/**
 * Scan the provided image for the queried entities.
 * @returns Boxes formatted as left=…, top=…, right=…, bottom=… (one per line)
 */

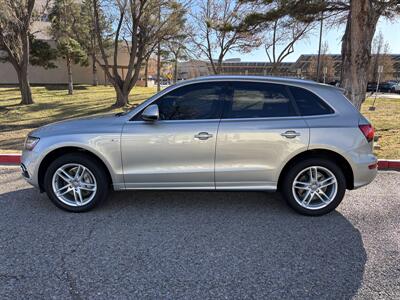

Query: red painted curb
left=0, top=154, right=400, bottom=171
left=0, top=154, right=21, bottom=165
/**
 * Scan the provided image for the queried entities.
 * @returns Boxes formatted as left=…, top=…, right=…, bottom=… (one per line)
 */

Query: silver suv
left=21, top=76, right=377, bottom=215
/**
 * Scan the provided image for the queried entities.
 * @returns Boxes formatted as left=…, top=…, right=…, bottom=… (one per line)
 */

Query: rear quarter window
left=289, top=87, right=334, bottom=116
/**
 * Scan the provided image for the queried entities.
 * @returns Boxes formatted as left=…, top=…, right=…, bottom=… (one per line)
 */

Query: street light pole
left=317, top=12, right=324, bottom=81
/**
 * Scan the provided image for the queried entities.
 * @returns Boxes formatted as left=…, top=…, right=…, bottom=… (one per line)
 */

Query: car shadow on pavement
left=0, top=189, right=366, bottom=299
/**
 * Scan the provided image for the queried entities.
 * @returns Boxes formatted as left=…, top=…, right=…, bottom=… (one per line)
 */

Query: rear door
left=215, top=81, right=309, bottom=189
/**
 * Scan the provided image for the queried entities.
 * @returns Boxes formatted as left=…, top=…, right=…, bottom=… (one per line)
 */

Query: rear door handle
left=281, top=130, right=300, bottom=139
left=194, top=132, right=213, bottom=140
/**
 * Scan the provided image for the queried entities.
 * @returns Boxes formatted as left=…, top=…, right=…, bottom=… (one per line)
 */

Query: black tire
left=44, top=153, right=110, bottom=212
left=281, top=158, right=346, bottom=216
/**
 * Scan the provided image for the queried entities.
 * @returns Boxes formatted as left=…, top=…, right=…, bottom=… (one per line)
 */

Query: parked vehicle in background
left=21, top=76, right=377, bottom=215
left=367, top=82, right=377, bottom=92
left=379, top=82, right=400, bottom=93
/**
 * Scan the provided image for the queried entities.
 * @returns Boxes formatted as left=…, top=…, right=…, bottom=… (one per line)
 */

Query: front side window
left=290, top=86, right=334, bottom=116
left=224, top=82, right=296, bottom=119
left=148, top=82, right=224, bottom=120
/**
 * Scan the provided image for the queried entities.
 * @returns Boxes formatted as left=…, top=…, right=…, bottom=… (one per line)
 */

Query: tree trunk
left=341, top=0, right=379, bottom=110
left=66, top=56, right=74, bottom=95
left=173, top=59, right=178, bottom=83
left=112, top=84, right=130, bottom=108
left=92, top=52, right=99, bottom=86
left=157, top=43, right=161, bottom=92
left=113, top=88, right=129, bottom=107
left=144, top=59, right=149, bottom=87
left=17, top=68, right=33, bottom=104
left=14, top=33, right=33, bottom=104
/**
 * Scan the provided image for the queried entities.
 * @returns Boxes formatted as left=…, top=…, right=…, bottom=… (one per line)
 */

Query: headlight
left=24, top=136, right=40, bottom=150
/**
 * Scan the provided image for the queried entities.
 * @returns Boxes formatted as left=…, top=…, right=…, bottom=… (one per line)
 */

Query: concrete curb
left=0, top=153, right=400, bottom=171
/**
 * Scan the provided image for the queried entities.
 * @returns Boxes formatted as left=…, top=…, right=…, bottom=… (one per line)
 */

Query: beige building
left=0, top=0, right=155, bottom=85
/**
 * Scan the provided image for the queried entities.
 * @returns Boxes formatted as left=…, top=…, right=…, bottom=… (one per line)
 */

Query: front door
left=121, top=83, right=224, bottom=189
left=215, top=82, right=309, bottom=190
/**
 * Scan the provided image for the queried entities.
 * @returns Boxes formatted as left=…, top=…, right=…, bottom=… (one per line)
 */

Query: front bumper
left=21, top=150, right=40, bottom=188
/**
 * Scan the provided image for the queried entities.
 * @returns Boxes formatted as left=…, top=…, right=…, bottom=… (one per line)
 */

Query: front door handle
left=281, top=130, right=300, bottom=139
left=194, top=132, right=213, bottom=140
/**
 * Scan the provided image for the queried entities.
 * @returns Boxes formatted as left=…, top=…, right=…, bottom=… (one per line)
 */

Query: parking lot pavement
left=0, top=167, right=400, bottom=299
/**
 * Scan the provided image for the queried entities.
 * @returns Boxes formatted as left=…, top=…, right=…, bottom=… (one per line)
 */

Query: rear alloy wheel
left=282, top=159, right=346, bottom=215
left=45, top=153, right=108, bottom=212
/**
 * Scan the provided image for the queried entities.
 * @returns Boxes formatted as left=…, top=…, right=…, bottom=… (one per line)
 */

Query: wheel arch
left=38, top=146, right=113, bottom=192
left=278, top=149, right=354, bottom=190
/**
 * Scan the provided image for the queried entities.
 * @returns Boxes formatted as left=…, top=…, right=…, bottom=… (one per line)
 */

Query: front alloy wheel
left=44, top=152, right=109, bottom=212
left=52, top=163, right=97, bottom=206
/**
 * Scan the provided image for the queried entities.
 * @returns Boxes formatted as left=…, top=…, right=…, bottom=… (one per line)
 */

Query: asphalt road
● ● ● ●
Can you write out the listing again from its beginning up to and including the line with "left=0, top=154, right=21, bottom=165", with the requests kept in, every bounding-box coordinate in the answers increased by 41, and the pictures left out?

/**
 * Scan the provided image for the queried entities.
 * @returns Boxes formatted as left=…, top=…, right=…, bottom=… (one per line)
 */


Query: red painted curb
left=41, top=195, right=441, bottom=212
left=41, top=195, right=62, bottom=206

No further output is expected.